▶ [Compiti ed esercizi]:
1. Elenca tutte le espressioni che il brano sulle regole deontologiche riporta tra virgolette.
2. Nel brano sulle regole deontologiche, quale articolo del codice civile prevede il meccanismo di eterointegrazione del contratto?
3. Ricopia, per favore, la parte del brano sulle regole deontologiche che comincia con "Ebbene proprio il" e prosegue fino a "la diligenza professionale.".

▶ [Brano da leggere]:
----------------------------------------

Ebbene proprio il contenuto generico dell'art. 1176 c.c. ha indotto giurisprudenza e dottrina a ritenere che anche quando manchi un rinvio espresso nella legge ai codici deontologici questi rappresentino, in ogni caso, una fonte integrativa e, dunque, il parametro attraverso il quale valutare la diligenza professionale.

In altre parole, i codici deontologici rappresentano delle semplificazioni o delle concretizzazioni del generico dovere di diligenza professionale, di cui all'art. 1176, comma 2, c.c., anche in assenza di un rinvio di legge alle stesse e a maggior ragione “ogniqualvolta ad essa rinvii direttamente ed esplicitamente il contratto” (Di Lorenzo, Clausola sulla diligenza, in Clausole negoziali. Profili teorici e applicativi di clausole negoziali tipiche e atipiche, a cura di Confortini). A ciò si aggiunga che, secondo alcune autorevoli voci dottrinali, le regole deontologiche potrebbero entrare nel rapporto tra professionista e cliente, rilevando quali usi negoziali.

Le regole deontologiche, collocandosi sul piano degli usi negoziali, diverrebbero vincolanti per le parti, mediante il meccanismo di eterointegrazione del contratto, previsto dall'art. 1374 c.c. e rileverebbero quindi come “fonti secondarie di integrazione del contratto (art. 1374 c.c.) quando non collidono con disposizioni cogenti o di rango superiore o, per il loro tenore, rivelano una portata limitata al rapporto dell'iscritto con l'ordine”. Il meccanismo integrativo si riferirebbe, poi, non alle singole e specifiche regole deontologiche, ma “contenuto della prassi” è “il rinvio ad esso” (Del Prato, Regole deontologiche delle professioni e principio di sussidiarietà: l'esperienza italiana, cit.). Ne consegue che non è la specifica regola deontologica ad integrare il contratto di prestazione d'opera bensì “la sua consistenza nel tempo, alla stregua di un rinvio mobile”. Questa lettura consente, quindi, un adeguamento continuo del rapporto obbligatorio tra professionista e assistito alle regole deontologiche esistenti in un dato contesto storico.

----------------------------------------

▶ [Informazioni fornite]:
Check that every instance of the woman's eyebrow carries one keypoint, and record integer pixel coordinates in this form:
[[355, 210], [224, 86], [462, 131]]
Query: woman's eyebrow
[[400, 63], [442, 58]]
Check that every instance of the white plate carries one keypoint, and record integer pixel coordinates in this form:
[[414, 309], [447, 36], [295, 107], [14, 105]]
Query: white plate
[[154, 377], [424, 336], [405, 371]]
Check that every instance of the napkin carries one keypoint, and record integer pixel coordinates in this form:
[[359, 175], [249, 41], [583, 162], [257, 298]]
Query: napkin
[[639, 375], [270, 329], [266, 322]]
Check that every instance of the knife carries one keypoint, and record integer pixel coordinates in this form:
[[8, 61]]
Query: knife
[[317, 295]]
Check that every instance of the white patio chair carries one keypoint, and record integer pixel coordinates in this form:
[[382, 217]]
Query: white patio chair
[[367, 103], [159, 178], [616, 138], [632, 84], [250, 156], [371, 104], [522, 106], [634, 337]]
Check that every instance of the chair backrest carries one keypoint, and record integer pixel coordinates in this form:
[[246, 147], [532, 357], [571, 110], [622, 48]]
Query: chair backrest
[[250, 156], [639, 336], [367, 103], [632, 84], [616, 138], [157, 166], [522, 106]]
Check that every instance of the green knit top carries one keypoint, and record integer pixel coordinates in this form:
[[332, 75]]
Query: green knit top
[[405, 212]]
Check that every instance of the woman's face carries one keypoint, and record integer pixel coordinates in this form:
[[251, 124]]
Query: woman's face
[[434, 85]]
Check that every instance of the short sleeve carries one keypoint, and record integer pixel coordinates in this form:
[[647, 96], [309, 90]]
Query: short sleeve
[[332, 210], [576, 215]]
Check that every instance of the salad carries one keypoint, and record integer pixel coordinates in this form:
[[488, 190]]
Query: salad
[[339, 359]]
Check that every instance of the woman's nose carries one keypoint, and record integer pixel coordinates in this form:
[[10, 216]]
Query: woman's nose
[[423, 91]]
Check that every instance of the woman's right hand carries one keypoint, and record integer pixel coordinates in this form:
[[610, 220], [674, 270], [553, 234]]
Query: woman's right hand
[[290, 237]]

----------------------------------------

▶ [Le tue risposte]:
1.
- “ogniqualvolta ad essa rinvii direttamente ed esplicitamente il contratto”
- “fonti secondarie di integrazione del contratto (art. 1374 c.c.) quando non collidono con disposizioni cogenti o di rango superiore o, per il loro tenore, rivelano una portata limitata al rapporto dell'iscritto con l'ordine”
- “contenuto della prassi”
- “il rinvio ad esso”
- “la sua consistenza nel tempo, alla stregua di un rinvio mobile”

2. L'art. 1374 c.c.

3.
Ebbene proprio il contenuto generico dell'art. 1176 c.c. ha indotto giurisprudenza e dottrina a ritenere che anche quando manchi un rinvio espresso nella legge ai codici deontologici questi rappresentino, in ogni caso, una fonte integrativa e, dunque, il parametro attraverso il quale valutare la diligenza professionale.